_SOURCE PASSAGE_.
Handy! |
I totally drank sour milk today. My first spoonful of the cereal seemed to taste all weird, but I said, "awww, it's probably just the honey flavor from the Honey Bunches of Oats coming through." I ate the rest of the bowl, dutifully ignoring the peculiar taste. Later that day, I went for a quick bite or two of cereal, and this time I could not help but notice the sour-milk smell as I uncapped the container. I read the plastic bottle, and it had expired May 4th. So, close save that time. I poured the rest of the stinky milk down the drain. I would be worried about the first bowl of cereal, but the alien space monkeys who have been following me around all day assure me that I am fine.
Today I am merely ill. Yesterday I was dramatically sick. Probably a parting gift from the kids at camp, it came on strong on Sunday, just as I was getting my voice back. I woke up yesterday feeling just terrible. The snotty nose intensified to the point where my immediate environs represented a sort of particularly disgusting Slip-n-Slide. I had, and have, a hacking cough so nasty that bookies are running boards on how far away my lung will land. Sinus pressure, or something, makes me feel like my eyeballs are going to pop out. And I am almost deaf – everything I hear seems muffled through a thick layer of cotton.
Normally on such a day, all reasonable people stay home from work. I, however, drug myself out of bed and into work, partially because that is the kind of trooper I am, partially because what could look more suspicious than taking a sick day after taking three days of vacation?, but mostly because I had an interview that lunchtime.

_INFORMATION SHOWN_.
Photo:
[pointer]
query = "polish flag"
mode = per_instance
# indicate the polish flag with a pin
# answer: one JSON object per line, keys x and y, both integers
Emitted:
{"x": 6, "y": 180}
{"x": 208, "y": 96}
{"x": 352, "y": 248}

_WHAT IS NEEDED_.
Quote the blog post word for word, starting at "Normally on such" and ending at "interview that lunchtime.". The items have no connection to the blog post.

_WRITTEN REPLY_.
Normally on such a day, all reasonable people stay home from work. I, however, drug myself out of bed and into work, partially because that is the kind of trooper I am, partially because what could look more suspicious than taking a sick day after taking three days of vacation?, but mostly because I had an interview that lunchtime.